* Stated task: Retype, word for word, every line starting at the line with "Given the photograph below, point out the downspout" and ending with the final line of the entries; skip the pictures.
━━ Input material
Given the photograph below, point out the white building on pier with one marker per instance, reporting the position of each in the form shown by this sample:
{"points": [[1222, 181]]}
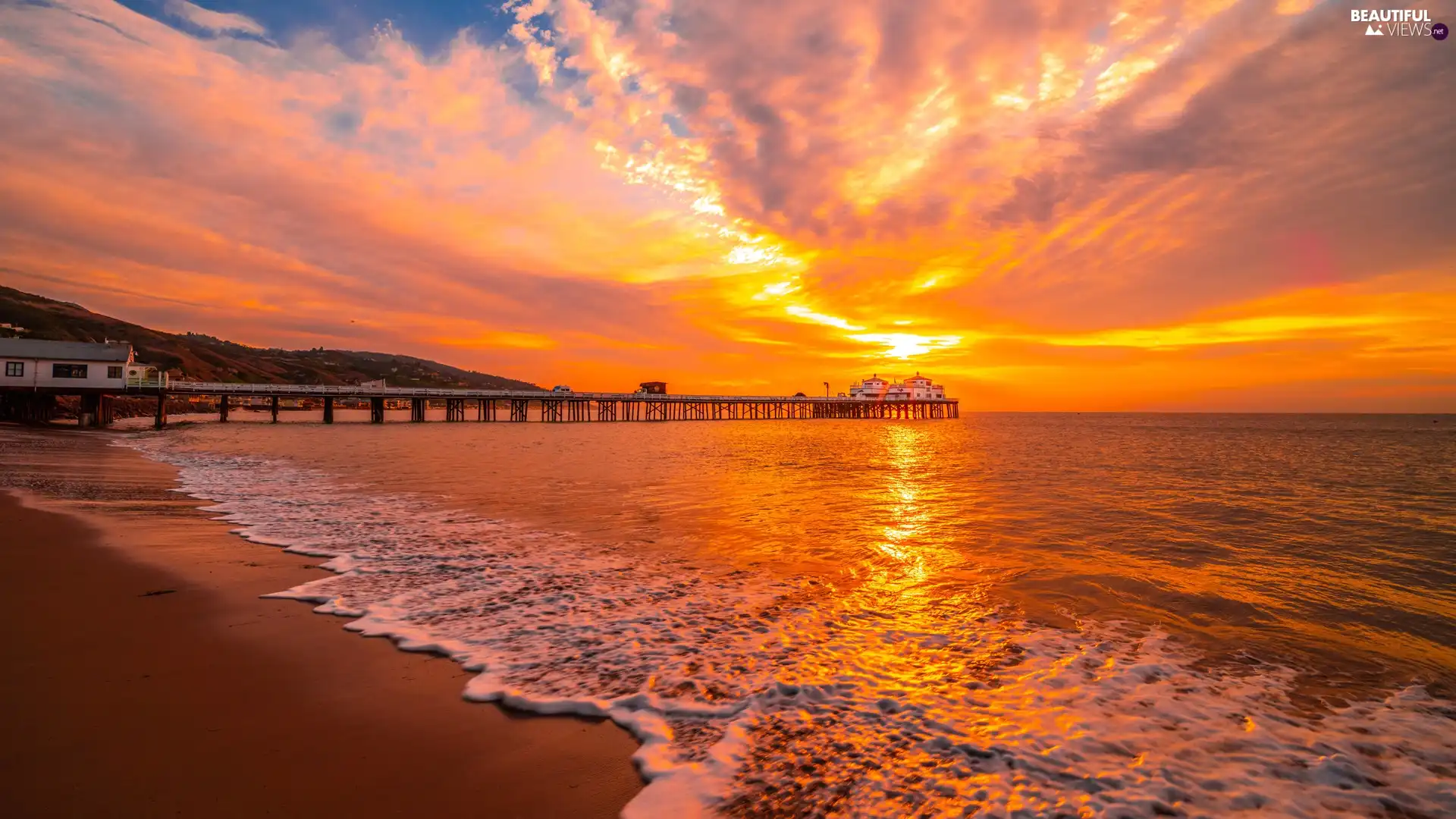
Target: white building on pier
{"points": [[918, 388]]}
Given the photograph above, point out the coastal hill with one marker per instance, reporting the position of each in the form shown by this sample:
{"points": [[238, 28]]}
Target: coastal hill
{"points": [[202, 357]]}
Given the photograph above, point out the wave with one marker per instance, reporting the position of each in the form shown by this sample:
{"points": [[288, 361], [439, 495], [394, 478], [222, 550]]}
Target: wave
{"points": [[767, 695]]}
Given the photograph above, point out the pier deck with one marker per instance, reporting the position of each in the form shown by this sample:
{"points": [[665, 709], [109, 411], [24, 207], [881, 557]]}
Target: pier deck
{"points": [[557, 407]]}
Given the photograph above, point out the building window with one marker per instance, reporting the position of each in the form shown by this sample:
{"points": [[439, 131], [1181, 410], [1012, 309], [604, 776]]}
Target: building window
{"points": [[67, 371]]}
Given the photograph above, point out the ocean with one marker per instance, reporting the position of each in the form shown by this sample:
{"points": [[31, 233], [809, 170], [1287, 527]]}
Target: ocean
{"points": [[1090, 615]]}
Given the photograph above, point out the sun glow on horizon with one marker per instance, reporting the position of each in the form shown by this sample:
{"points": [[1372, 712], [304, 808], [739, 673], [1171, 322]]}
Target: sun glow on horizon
{"points": [[1116, 209]]}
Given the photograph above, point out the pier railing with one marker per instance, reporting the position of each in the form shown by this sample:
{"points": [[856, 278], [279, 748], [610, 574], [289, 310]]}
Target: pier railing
{"points": [[353, 391], [551, 406]]}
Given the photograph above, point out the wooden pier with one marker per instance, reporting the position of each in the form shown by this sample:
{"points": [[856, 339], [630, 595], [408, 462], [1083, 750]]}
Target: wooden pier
{"points": [[557, 407]]}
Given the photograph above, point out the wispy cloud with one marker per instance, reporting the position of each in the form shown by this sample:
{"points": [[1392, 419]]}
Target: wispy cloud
{"points": [[1050, 205]]}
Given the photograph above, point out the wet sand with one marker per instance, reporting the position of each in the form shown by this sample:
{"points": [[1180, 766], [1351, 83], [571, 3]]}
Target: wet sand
{"points": [[145, 676]]}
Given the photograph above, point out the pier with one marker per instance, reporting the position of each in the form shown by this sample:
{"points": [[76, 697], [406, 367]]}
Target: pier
{"points": [[552, 407]]}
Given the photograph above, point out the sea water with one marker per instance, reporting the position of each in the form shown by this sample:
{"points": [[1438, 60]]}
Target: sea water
{"points": [[999, 615]]}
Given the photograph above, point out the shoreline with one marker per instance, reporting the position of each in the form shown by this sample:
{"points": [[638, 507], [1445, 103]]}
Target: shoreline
{"points": [[150, 678]]}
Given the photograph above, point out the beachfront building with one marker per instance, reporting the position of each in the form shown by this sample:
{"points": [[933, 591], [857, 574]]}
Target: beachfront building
{"points": [[36, 372]]}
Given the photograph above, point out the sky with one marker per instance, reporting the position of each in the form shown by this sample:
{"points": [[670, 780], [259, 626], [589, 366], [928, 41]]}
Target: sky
{"points": [[1043, 205]]}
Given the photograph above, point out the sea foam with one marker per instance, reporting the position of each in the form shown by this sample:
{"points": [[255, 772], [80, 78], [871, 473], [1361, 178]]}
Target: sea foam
{"points": [[766, 695]]}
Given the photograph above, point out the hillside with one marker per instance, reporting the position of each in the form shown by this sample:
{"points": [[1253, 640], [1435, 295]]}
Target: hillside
{"points": [[202, 357]]}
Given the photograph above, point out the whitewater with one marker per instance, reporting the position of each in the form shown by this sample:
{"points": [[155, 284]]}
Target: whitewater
{"points": [[762, 692]]}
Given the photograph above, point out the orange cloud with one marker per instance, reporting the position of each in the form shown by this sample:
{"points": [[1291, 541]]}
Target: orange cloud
{"points": [[1044, 205]]}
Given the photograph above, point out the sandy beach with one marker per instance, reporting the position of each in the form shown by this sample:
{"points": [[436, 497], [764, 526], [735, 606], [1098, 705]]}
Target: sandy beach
{"points": [[147, 678]]}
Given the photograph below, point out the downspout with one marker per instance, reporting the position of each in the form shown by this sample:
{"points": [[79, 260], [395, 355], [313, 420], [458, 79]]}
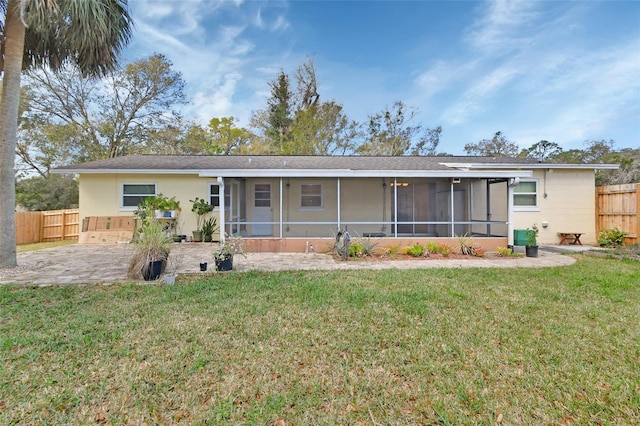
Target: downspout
{"points": [[338, 203], [395, 207], [384, 206], [221, 192], [510, 185], [280, 215], [453, 213], [488, 208]]}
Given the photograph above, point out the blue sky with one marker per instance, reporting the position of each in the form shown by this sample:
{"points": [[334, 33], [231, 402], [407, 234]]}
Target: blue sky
{"points": [[563, 71]]}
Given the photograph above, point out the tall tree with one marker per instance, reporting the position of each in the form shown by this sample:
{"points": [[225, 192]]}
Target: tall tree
{"points": [[221, 137], [307, 86], [323, 129], [392, 133], [497, 146], [542, 151], [89, 32], [123, 113], [52, 193], [280, 114]]}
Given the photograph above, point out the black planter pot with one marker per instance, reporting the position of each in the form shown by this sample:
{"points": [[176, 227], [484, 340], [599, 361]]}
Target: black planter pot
{"points": [[155, 270], [225, 264]]}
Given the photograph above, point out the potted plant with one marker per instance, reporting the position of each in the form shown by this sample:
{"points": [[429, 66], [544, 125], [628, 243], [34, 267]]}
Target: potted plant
{"points": [[170, 207], [151, 250], [531, 248], [223, 256], [200, 207], [208, 228], [174, 262]]}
━━━━
* Worked answer:
Given the photograph below, point out the downspout with one marker per instance, reporting the position of each in the form shown by this sample:
{"points": [[79, 260], [395, 355], [313, 420], [458, 79]]}
Target: downspout
{"points": [[338, 203], [395, 207], [384, 206], [221, 192], [510, 185], [280, 215], [453, 213], [488, 208]]}
Given the photograph above, point out the blue sky with one marker per instance, reporting the position of each in the form shown by this sample:
{"points": [[334, 33], [231, 402], [407, 234]]}
Target: blue sky
{"points": [[563, 71]]}
Given the photograph above, point out the tall tree with one marker per instance, reporting the position of each in the form shown by this sample:
{"points": [[225, 192]]}
Target: tall tree
{"points": [[221, 137], [307, 86], [323, 129], [392, 133], [497, 146], [542, 151], [89, 32], [123, 113], [52, 193], [280, 114]]}
Given the photograph above, point out the black planter pot with one marker per instance, reporting the position of each in the form shown by this sample:
{"points": [[176, 227], [484, 340], [599, 361]]}
Target: black planter pot
{"points": [[155, 270], [225, 264]]}
Given the photograph above, point out the potted plant with one marker per instance, reporting the position of each in the form shown by this sample:
{"points": [[429, 66], [544, 125], [628, 243], [34, 267]]}
Target: potted plant
{"points": [[170, 207], [151, 250], [531, 248], [223, 256], [200, 207], [208, 228], [174, 262]]}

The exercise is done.